Exercise.
Set down each of the rows below again, word for word and in the same order.

Exercise data.
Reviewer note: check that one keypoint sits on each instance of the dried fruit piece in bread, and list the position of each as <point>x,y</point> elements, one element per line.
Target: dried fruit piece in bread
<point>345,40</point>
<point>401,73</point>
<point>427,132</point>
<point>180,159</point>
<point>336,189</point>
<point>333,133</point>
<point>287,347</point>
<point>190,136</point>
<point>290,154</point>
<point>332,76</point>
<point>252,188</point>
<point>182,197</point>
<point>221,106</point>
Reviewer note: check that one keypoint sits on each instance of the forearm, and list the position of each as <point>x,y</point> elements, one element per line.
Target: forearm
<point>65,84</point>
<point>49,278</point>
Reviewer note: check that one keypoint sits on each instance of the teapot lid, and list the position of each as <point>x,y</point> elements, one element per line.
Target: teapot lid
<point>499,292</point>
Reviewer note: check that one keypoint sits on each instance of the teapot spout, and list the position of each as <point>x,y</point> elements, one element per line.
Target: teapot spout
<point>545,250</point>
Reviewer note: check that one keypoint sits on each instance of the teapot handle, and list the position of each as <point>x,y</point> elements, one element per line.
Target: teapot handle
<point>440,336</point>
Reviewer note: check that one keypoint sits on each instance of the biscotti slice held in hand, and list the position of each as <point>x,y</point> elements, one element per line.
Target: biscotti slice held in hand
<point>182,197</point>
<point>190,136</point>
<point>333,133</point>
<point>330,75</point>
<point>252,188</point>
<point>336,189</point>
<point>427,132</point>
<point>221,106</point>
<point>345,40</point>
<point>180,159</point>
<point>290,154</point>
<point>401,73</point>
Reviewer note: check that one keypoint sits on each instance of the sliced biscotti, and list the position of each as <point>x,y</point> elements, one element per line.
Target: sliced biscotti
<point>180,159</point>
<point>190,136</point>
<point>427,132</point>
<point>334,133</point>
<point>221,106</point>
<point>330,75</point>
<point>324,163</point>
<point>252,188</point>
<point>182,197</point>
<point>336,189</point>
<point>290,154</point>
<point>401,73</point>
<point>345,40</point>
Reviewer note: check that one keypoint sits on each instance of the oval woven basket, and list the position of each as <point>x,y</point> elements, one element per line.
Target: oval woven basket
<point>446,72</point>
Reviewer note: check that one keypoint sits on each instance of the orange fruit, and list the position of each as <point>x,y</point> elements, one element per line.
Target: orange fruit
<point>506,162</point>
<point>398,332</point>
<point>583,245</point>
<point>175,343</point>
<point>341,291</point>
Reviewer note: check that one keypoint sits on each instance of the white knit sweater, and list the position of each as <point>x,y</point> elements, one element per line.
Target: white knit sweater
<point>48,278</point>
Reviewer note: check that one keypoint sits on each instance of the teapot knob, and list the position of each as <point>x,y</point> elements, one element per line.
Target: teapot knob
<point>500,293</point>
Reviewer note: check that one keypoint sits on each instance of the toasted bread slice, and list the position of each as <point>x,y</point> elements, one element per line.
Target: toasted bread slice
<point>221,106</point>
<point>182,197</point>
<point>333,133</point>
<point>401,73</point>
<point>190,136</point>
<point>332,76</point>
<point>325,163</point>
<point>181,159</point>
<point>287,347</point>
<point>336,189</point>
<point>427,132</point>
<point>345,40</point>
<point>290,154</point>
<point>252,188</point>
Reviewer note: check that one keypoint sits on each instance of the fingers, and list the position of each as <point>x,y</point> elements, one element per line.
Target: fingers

Result.
Reviewer note: check that one keypoint sits on each instance of the dried fruit piece in bread, and list the position of each as <point>x,y</point> elements, one element per line.
Target: dried fruit piece in bread
<point>345,40</point>
<point>401,73</point>
<point>427,132</point>
<point>180,159</point>
<point>336,189</point>
<point>333,133</point>
<point>287,347</point>
<point>190,136</point>
<point>290,154</point>
<point>332,76</point>
<point>252,188</point>
<point>182,197</point>
<point>221,106</point>
Reviewer note: check that one keypoint sits on each instance of the forearm, and list the position of each as <point>x,y</point> elements, one element per line.
Target: forearm
<point>65,84</point>
<point>49,278</point>
Reviewer note: check that one keypoint sits on each instance of the teapot lid, and list the position of each as <point>x,y</point> elements, one element per line.
Target: teapot lid
<point>499,292</point>
Reviewer note: check that one keypoint sits on each instance of the teapot spout, and list the position of each as <point>x,y</point> elements, one element per line.
Target: teapot spout
<point>545,250</point>
Reviewer note: check that one keypoint sits on each instance of the teapot handle, and list the position of each as <point>x,y</point> elements, one element per line.
Target: teapot handle
<point>440,336</point>
Reviewer note: check that one keypoint sits on each instance of the biscotti slice held in hand, and list the position of each as <point>x,y</point> elements, one element per line.
Target: biscotti slice held in hand
<point>182,197</point>
<point>190,136</point>
<point>333,133</point>
<point>330,75</point>
<point>252,188</point>
<point>336,189</point>
<point>427,132</point>
<point>221,106</point>
<point>345,40</point>
<point>180,159</point>
<point>290,154</point>
<point>401,73</point>
Reviewer note: check that one keypoint sits on each instance of the sliced biscotti, and list the position of each as <point>x,y</point> elements, one element per line.
Target: sliced biscotti
<point>180,159</point>
<point>190,136</point>
<point>427,132</point>
<point>334,133</point>
<point>221,106</point>
<point>330,75</point>
<point>324,163</point>
<point>252,188</point>
<point>182,197</point>
<point>336,189</point>
<point>290,154</point>
<point>401,73</point>
<point>345,40</point>
Reviewer note: check that one keypoint sits on each instance of the oval woven basket, and list the position of each as <point>x,y</point> elements, one element per line.
Target: oval woven basket
<point>446,72</point>
Reviewer note: check that one keypoint sits on each instance of the orange fruit, and list the position of each as <point>x,y</point> elements, one element per line.
Target: orange fruit
<point>506,162</point>
<point>398,332</point>
<point>583,245</point>
<point>175,343</point>
<point>341,291</point>
Reviewer note: check that one keypoint sits on each instance of the white knit sweater, and list the position of each as <point>x,y</point> elements, one element per line.
Target: white knit sweater
<point>48,278</point>
Reviewer note: check that one keypoint sits on each instance of the teapot knob, and list the position of each as <point>x,y</point> elements, one element per line.
Target: teapot knob
<point>500,293</point>
Reviewer note: check that one keypoint sits on each instance of the toasted bread slice, and list the position of each as <point>x,y</point> elements, one element per line.
Target: toasted bread slice
<point>221,106</point>
<point>182,197</point>
<point>333,133</point>
<point>401,73</point>
<point>190,136</point>
<point>332,76</point>
<point>325,163</point>
<point>181,159</point>
<point>287,347</point>
<point>336,189</point>
<point>427,132</point>
<point>345,40</point>
<point>290,154</point>
<point>252,188</point>
Reviewer note: check that one keypoint sits on each instance of the fingers, and list the position of each as <point>x,y</point> elements, one element per line.
Target: fingers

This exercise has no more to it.